* _Text_

Dh and I are in bed by 9:00 most nights and he's up by 4:00 for work. I try to get up by 4:30 or 5, but it doesn't always happen. It's nice to have that extra time in the morning to enjoy the quiet and get some things done before the kids are awake.

MaryL
12-03-2006, 08:09 PM
My dks (ages nearly 13 and 10.5) go to bed at 8:30. They usually read until 9:00. I wake them up for school at 6:00 a.m.

RCT
12-03-2006, 08:42 PM
both (9 yr old and 11 yrs olds) in bed by 9:00 PM usually asleep by 9:10 PM LOL...Most days up at 7:00 AM, but two days a week they have to get up at 6:30 AM...usually both are up before the schedualed HAVE to time ;)

kat
12-03-2006, 09:09 PM
Ds goes to bed between 11-12. He's 17. Sorry I just had to say that.

Dgd (18 mo.) goes to bed between 7-7:30, dgs (3 1/2) goes to bed an hour later when they are at my house. They have no bedtime at their house (ex dil says she can't get them to go to bed). I've tried to tell her that if she'd get a consistent routine like we have: TV goes off an hour before bedtime(dh doesn't appreciate that one), quite play, bath, teeth, stories, prayers = no problems getting them to go to bed. Sissy is pretty much ready for bed right after dinner and sometimes it's hard to keep her up. Ds doesn't have trouble getting them to go to bed although I think he lets dgs stay up later. Dgs is a bear when he doesn't get enough sleep. He also needs at least a 2 hour nap each day.

I remember growing up and we had an 8:00 bedtime for as long as I can remember. I know that all kids are different and some seem to require more sleep than others. As a teacher though I think most kids don't get enough sleep.

AnnW
12-04-2006, 04:12 AM
With dd it's supposed to be room at 9, lights out at 9:30, but it tends to be room and lights out at 10. she gets up between 6 and 6:30. she leaves for school at 6:45.

Melody
12-04-2006, 06:19 AM
It honestly varies here. I prefer 8 and lights out at 830 for ds1 but sometimes that goes a half hour later for both or more. He plays basketball until 9 on Mondays and if I got to euchre I'm home just before 10 on Wed. A lot of times he's up until 9 to 10 even being in bed early. He's up at 615 for school. Sometimes I will let him sleep in an extra 15 minutes. lol
Ds2 goes to bed around same time as ds1 but doesn't get to sleep as fast some nights. He doesn't need to be up until after 8 or 830. Ds3 goes to bed usually same time or a few minutes after the older ones and gets up whenever since he goes only in the afternoon. He's usually up an hour before I would like him to be. lol I'm always up until after 11, bed usually around 12.

KarlaB
12-04-2006, 10:17 AM
We try to start brushing teeth, etc btwn 8 & 8:30, then prayers, books and lights out by 9. They are up at 7. Boys are 7 & 9.

Mickey
12-04-2006, 10:27 AM
These seem like reasonable times to me! (Especially since you get up at 4:30, Pam!) Mil said that her 9 yo grandson goes to bed at 7:30. And dh said that he went to bed at 6 until he was 7 years old.

KarlaB
12-04-2006, 10:31 AM
Mil said that her 9 yo grandson goes to bed at 7:30. And dh said that he went to bed at 6 until he was 7 years old.

* _Stored data_
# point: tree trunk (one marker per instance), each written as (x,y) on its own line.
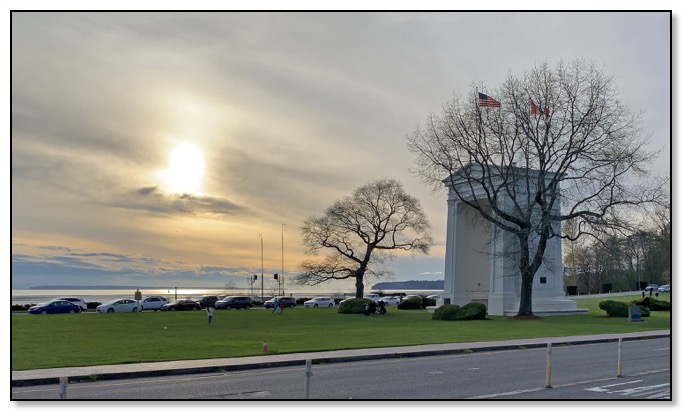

* _To-do list_
#1 In the bedtime thread, list each username that is shown with a date and time. Give each name only once.
#2 Print the portion of the bedtime thread starting at "Dh and I are" and ending at "to say that.".

* _Outputs by task_
#1 MaryL, RCT, kat, AnnW, Melody, KarlaB, Mickey

#2
Dh and I are in bed by 9:00 most nights and he's up by 4:00 for work. I try to get up by 4:30 or 5, but it doesn't always happen. It's nice to have that extra time in the morning to enjoy the quiet and get some things done before the kids are awake.

MaryL
12-03-2006, 08:09 PM
My dks (ages nearly 13 and 10.5) go to bed at 8:30. They usually read until 9:00. I wake them up for school at 6:00 a.m.

RCT
12-03-2006, 08:42 PM
both (9 yr old and 11 yrs olds) in bed by 9:00 PM usually asleep by 9:10 PM LOL...Most days up at 7:00 AM, but two days a week they have to get up at 6:30 AM...usually both are up before the schedualed HAVE to time ;)

kat
12-03-2006, 09:09 PM
Ds goes to bed between 11-12. He's 17. Sorry I just had to say that.